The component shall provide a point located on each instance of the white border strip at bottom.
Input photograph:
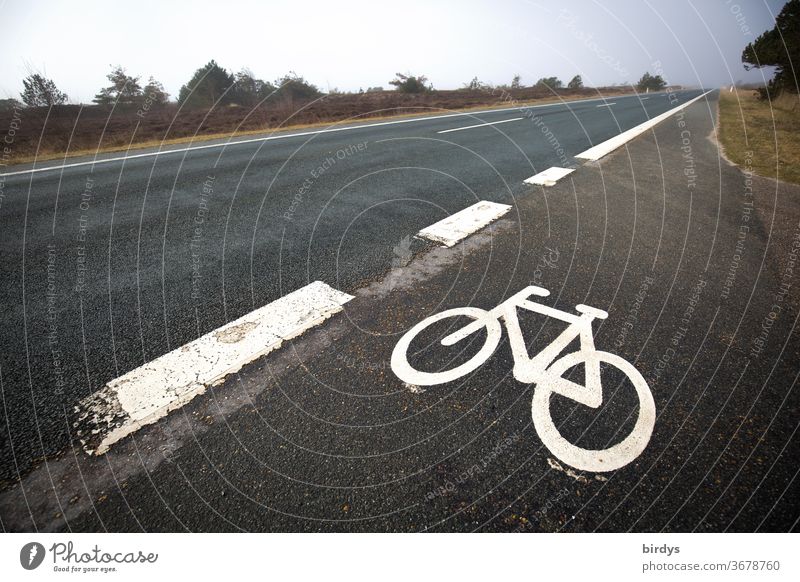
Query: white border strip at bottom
(150, 392)
(608, 146)
(463, 223)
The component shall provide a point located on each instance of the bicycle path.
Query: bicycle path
(692, 259)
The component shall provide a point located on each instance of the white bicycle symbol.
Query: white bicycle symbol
(545, 371)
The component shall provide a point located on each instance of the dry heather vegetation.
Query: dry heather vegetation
(770, 131)
(68, 130)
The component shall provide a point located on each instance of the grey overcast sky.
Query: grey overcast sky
(351, 44)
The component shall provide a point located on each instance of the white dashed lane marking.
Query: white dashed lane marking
(150, 392)
(463, 223)
(480, 125)
(549, 177)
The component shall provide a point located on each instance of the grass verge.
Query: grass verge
(767, 133)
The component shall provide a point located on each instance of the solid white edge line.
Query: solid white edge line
(148, 393)
(301, 134)
(480, 125)
(463, 223)
(596, 152)
(549, 177)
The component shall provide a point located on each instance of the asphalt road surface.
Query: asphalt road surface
(114, 264)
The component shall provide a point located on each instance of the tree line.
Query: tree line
(212, 85)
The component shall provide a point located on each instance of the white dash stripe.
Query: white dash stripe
(550, 176)
(608, 146)
(480, 125)
(150, 392)
(463, 223)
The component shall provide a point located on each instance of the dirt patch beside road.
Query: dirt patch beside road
(761, 136)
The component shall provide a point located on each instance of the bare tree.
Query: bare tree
(41, 92)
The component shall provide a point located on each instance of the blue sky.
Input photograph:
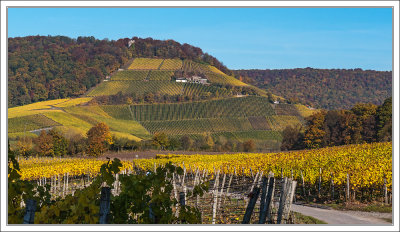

- **INSTRUCTIONS TO FOLLOW**:
Please copy the records word for word, from the line containing "white edge line." through the end of the records, leaving out the pictures.

- **SOLUTION TO THIS EXERCISE**:
The component shall provide a point located on each instance of the solid white edge line.
Query: solid white edge line
(148, 393)
(301, 134)
(480, 125)
(463, 223)
(596, 152)
(549, 177)
The component shall provide a point located on each instance of the asphalt road surface.
Query: asphalt road surface
(114, 264)
The component shall provide a point located on each instance of the tree line.
Query: tree line
(212, 85)
The component shall provide a point located on each instance of the white dash stripe.
Query: white dash stripe
(550, 176)
(608, 146)
(480, 125)
(150, 392)
(463, 223)
The component shall provide a point located on each instance of the dirt patch beside road.
Query: dirt patch beside road
(761, 136)
The component shall provide a point located on each instance of the bare tree.
Query: bare tree
(41, 92)
The component shall provide a point located on each instance of the blue sky.
Input photograph:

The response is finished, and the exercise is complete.